EXERCISE MATERIALS =>
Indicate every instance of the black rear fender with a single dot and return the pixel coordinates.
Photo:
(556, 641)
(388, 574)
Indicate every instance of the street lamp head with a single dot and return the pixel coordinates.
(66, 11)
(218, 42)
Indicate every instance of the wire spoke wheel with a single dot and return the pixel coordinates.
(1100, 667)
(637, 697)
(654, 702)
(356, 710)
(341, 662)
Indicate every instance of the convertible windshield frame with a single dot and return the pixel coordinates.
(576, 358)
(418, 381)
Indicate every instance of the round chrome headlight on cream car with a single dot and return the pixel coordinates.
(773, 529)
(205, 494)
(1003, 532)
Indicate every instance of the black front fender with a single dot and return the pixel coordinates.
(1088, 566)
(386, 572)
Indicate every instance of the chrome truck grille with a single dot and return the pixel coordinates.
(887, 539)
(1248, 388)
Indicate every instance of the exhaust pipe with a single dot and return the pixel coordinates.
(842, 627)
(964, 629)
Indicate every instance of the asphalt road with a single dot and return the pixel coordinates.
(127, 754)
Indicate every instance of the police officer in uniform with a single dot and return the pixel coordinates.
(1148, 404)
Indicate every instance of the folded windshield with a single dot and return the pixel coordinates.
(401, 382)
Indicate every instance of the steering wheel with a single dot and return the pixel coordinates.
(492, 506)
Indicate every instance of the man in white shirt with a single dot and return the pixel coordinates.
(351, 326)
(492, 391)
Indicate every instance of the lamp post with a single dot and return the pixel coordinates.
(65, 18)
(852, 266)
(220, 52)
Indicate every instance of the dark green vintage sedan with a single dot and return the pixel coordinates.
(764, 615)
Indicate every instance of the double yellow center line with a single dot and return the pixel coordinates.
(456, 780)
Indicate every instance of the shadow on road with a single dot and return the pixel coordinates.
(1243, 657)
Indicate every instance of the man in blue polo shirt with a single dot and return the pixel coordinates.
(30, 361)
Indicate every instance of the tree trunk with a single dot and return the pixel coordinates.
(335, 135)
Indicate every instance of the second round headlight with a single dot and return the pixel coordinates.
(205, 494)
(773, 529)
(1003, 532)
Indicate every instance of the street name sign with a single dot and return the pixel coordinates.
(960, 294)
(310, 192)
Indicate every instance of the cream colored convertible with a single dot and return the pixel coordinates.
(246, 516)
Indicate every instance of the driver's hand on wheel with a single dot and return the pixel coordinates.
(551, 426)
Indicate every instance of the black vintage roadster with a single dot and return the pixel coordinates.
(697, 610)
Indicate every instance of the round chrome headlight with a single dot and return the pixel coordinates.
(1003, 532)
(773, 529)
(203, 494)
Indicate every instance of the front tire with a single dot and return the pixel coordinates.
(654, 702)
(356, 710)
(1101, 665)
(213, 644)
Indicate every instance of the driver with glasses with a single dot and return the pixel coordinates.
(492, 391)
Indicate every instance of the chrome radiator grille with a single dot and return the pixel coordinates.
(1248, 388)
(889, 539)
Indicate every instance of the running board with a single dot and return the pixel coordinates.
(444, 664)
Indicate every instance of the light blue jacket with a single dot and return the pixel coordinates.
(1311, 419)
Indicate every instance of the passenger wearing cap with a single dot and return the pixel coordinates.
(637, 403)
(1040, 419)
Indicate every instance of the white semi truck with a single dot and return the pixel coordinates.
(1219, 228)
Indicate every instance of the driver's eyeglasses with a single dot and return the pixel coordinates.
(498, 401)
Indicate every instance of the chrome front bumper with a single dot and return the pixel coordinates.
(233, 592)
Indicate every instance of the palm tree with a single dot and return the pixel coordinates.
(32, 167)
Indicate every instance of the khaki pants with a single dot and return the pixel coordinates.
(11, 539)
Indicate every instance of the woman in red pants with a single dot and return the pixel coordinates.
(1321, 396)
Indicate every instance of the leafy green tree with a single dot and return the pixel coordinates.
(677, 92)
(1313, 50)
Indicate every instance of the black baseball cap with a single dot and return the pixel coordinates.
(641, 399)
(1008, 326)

DIRECTIVE => Please reproduce every item above word for word, keeping each line unchanged and in its original order.

RESULT OF THE EXERCISE =>
Indicate every instance of the black rear fender with a single dot and return the pixel coordinates.
Photo:
(556, 641)
(388, 574)
Indicate every instance of the street lamp head with a single dot and return the pixel coordinates.
(66, 11)
(218, 42)
Indicate every instance of the wire spoke wheel with a single dot and return the pixel coordinates.
(1100, 667)
(637, 697)
(654, 702)
(356, 710)
(341, 662)
Indicate every instance of the convertible windshield frame with a single dot and return the pixel coordinates.
(576, 358)
(418, 381)
Indicate every instance of the round chrome headlight on cream car with a single dot and return the pixel coordinates.
(773, 529)
(205, 494)
(1003, 532)
Indicate every instance of the black front fender with a single dot and return the pixel coordinates.
(1088, 566)
(386, 572)
Indicate every instance of the chrome truck grille with a single dot and return the pixel coordinates.
(887, 539)
(1248, 388)
Indicate every instance of the exhaust pipe with a single dot and return the pixel coordinates.
(842, 627)
(964, 629)
Indicate every instance of the asphalt road with a single dot and return the pixel coordinates.
(127, 754)
Indicate every instance of the police officer in uniform with a single dot and return the pixel coordinates.
(1148, 404)
Indicate every instance of the folded windshield with a single dot and return the pixel coordinates.
(401, 382)
Indicate every instance of the steering wheel with a single dot and return the pixel coordinates.
(492, 506)
Indicate every instance of the man in white shirt with a single dot and return the pixel coordinates.
(351, 326)
(492, 391)
Indicate every instance of the lamp post with a single dot and return the pixel coordinates.
(65, 18)
(852, 266)
(220, 52)
Indicate every instance of the dark green vintage sedan with a single dot and return the pixel coordinates.
(764, 615)
Indicate every instance of the double yellow center line with a single dot and return the pixel coordinates.
(456, 780)
Indicate every instance of the shadow on road with a single dot and return the pixel coordinates.
(1243, 657)
Indicate every instance of the man in blue polo shirt with a single dot and return the pixel coordinates.
(30, 361)
Indicate every instance of the tree trunk with a single dot and return the pixel coordinates.
(335, 135)
Indicate every instance of the second round headlight with a single dot and return the pixel coordinates.
(205, 494)
(773, 529)
(1003, 532)
Indicate every instance of the street name sign with a single dot and return the pixel coordinates.
(960, 294)
(310, 192)
Indicate every instance of the cream colored convertible with a single dot and return the pixel coordinates.
(246, 516)
Indicate every instance of the driver's hand on wheel with a single dot and return the pixel coordinates.
(551, 426)
Indicate every instance of the black vintage roadster with a single dot and return the pixel coordinates.
(697, 610)
Indicate every instance of the round chrome headlight with a single dot and return the pixel coordinates.
(1003, 532)
(773, 529)
(203, 494)
Indicate every instance of the front tire with a single dot and return the pixel coordinates.
(654, 702)
(356, 710)
(1101, 665)
(213, 644)
Indicate every instance of the driver with glasses with a single dot and return the pixel coordinates.
(492, 391)
Indicate every instance of the chrome radiator grille with a single dot and return the pixel coordinates.
(1248, 388)
(889, 539)
Indicate every instance of the running board with a single dot and return the pixel coordinates.
(444, 664)
Indicate every instance of the light blue jacket with a single dot and return the pixel coordinates.
(1311, 419)
Indicate every instance of the passenger wearing cap with a single dot and return the pixel coordinates.
(637, 403)
(1040, 419)
Indicate every instance of the white semi truck with a single dot and return the pixel coordinates.
(1219, 228)
Indicate every instance of the driver's eyeglasses with a single dot and return the pixel coordinates.
(498, 401)
Indicate every instance of the chrome front bumper with a single dot and return the pixel coordinates.
(233, 592)
Indicate every instance of the palm tree with a single dot and return the pixel coordinates.
(32, 167)
Indicate every instance of the khaki pants with a single dot and return the pixel coordinates.
(11, 539)
Indicate every instance of the woman in red pants with a single dot and return the pixel coordinates.
(1321, 396)
Indicate every instance of the leafy green tree with a single dot and return the pixel coordinates.
(677, 92)
(1313, 50)
Indicate every instance of the black baseball cap with a single dot and return the pixel coordinates.
(641, 399)
(1008, 326)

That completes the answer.